The exercise => Reproduce the passage below on the francophone inhabitants of these places word for word, in full.

Selected text =>
•••••

In addition, the stories of these places, each with its own set of actors, have meaningful parallels but specific differences. For example, the French inhabitants of these different places came under the sovereignty of the United States at different times: New Orleans and St. Louis after the Louisiana Purchase in 1803, the Illinois Country after the Treaty of Paris in 1783 (though arguably a few years earlier), Detroit in 1796, Natchez in 1798. Still, when we look at the stories in this book, the francophone actors from different places had certain characteristics in common: a dedication to commerce and the pursuit of profit; a Catholicism that was often tempered with a receptivity to enlightenment philosophers, freemasonry, and other modernizing forces; an understanding that doing business with native peoples meant learning their languages and maintaining their goodwill; an acceptance of slavery but also the possibility of marriages or liaisons across ethnic and racial lines; a dedication to family as the cornerstone of both business and society; and, above all for our purposes, a willingness to use the political culture of any regime, imperial or republican, to their own advantage. They were loyal to family and business; their political allegiance was situational.

•••••

Record excerpts =>
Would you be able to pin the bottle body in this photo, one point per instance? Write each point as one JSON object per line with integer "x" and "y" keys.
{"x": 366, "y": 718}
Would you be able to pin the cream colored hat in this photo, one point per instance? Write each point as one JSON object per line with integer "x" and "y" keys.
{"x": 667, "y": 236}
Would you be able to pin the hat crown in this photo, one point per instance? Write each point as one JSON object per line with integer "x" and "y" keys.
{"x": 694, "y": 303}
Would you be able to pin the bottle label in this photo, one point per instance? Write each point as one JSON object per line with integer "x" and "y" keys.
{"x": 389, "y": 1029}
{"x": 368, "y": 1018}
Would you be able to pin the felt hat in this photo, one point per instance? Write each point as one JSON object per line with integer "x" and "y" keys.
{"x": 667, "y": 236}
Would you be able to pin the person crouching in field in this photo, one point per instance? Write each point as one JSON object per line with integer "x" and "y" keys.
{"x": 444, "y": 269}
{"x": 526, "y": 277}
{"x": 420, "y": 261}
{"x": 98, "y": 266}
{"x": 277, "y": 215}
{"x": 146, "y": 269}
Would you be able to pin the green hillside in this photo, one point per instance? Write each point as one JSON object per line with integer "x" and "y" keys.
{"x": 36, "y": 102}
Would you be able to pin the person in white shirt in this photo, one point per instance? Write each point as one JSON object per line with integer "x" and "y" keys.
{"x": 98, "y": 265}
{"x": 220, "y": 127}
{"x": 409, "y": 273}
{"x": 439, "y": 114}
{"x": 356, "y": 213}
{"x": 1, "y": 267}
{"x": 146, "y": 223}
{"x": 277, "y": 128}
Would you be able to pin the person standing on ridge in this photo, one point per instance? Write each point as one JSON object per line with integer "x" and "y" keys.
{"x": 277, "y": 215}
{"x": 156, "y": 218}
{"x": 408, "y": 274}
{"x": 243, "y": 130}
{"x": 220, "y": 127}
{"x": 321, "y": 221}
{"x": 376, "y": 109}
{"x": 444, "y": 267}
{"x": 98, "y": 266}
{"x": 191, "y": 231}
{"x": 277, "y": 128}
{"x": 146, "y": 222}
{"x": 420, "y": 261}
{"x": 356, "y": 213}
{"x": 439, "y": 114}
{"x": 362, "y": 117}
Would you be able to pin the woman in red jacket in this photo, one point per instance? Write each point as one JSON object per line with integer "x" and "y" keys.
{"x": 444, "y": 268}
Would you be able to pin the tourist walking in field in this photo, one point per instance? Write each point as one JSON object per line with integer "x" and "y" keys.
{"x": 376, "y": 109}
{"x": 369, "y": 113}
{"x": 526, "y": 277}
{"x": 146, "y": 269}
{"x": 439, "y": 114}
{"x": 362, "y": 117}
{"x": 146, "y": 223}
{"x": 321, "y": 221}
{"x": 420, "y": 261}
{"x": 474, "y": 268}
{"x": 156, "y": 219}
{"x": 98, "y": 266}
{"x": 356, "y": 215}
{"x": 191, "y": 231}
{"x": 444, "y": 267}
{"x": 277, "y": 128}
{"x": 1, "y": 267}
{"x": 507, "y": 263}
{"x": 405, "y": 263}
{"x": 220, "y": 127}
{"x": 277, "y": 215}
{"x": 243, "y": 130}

•••••

Output for this task =>
In addition, the stories of these places, each with its own set of actors, have meaningful parallels but specific differences. For example, the French inhabitants of these different places came under the sovereignty of the United States at different times: New Orleans and St. Louis after the Louisiana Purchase in 1803, the Illinois Country after the Treaty of Paris in 1783 (though arguably a few years earlier), Detroit in 1796, Natchez in 1798. Still, when we look at the stories in this book, the francophone actors from different places had certain characteristics in common: a dedication to commerce and the pursuit of profit; a Catholicism that was often tempered with a receptivity to enlightenment philosophers, freemasonry, and other modernizing forces; an understanding that doing business with native peoples meant learning their languages and maintaining their goodwill; an acceptance of slavery but also the possibility of marriages or liaisons across ethnic and racial lines; a dedication to family as the cornerstone of both business and society; and, above all for our purposes, a willingness to use the political culture of any regime, imperial or republican, to their own advantage. They were loyal to family and business; their political allegiance was situational.